• Material for this task:
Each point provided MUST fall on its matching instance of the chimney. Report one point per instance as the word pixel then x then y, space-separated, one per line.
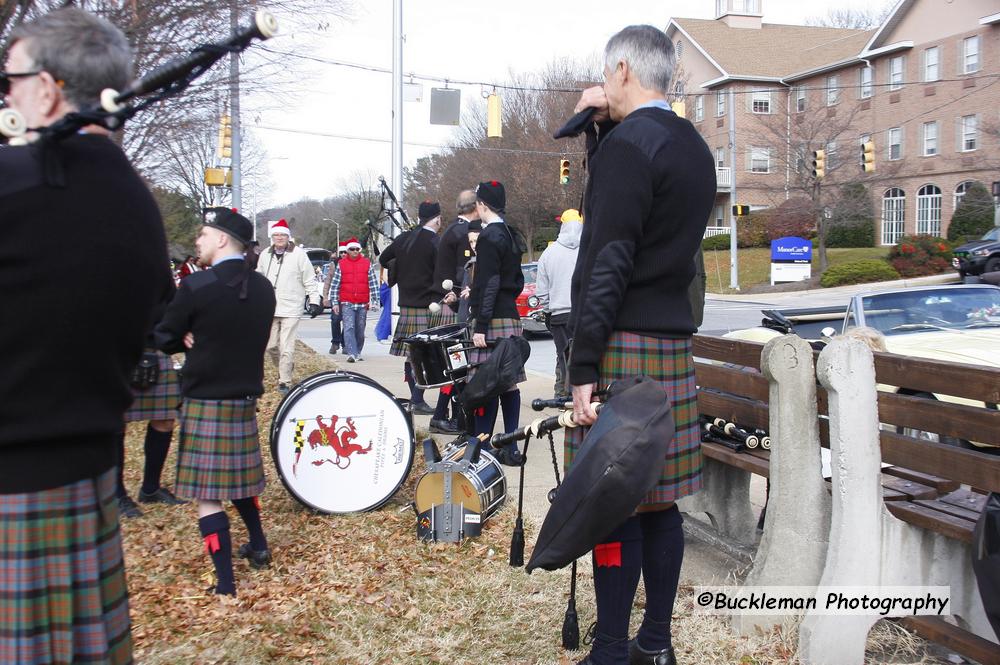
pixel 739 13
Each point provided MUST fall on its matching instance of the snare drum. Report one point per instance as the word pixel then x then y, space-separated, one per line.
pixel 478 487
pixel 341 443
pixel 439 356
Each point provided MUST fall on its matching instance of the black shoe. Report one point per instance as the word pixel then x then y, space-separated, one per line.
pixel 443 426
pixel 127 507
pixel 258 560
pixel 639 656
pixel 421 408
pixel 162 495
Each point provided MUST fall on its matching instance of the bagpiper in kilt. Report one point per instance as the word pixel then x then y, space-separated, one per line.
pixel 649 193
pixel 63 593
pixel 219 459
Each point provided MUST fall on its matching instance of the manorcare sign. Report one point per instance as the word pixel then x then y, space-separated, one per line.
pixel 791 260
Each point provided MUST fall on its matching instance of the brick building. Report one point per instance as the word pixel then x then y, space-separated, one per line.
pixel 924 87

--

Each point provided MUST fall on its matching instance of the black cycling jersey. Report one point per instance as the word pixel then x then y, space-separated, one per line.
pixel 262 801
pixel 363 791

• Task:
Could you copy out, word for word, the records starting with the line containing "of the chimney." and going on through the line containing "pixel 219 459", including both of those lines and leaving the pictures out?

• Result of the exercise:
Each point provided MUST fall on its matching instance of the chimney. Report one point per instance as the word pixel then x then y, space-separated, one per line.
pixel 739 13
Each point provided MUST fall on its matching instance of the snare drum. Report one point per instance as the word pixel then x then y, space-separated, one per line.
pixel 478 487
pixel 341 443
pixel 439 356
Each point provided MUST fall on its matching instance of the black shoe. Report one point per instance as the word pixel then x then y, space-separated, one per line.
pixel 443 426
pixel 127 507
pixel 258 560
pixel 639 656
pixel 421 408
pixel 162 495
Each point provided MUST fall on its matching instance of the bagpiper in kilt. Report one point per instance as the word pixel then x then y, space-separated, one per line.
pixel 649 193
pixel 63 593
pixel 219 459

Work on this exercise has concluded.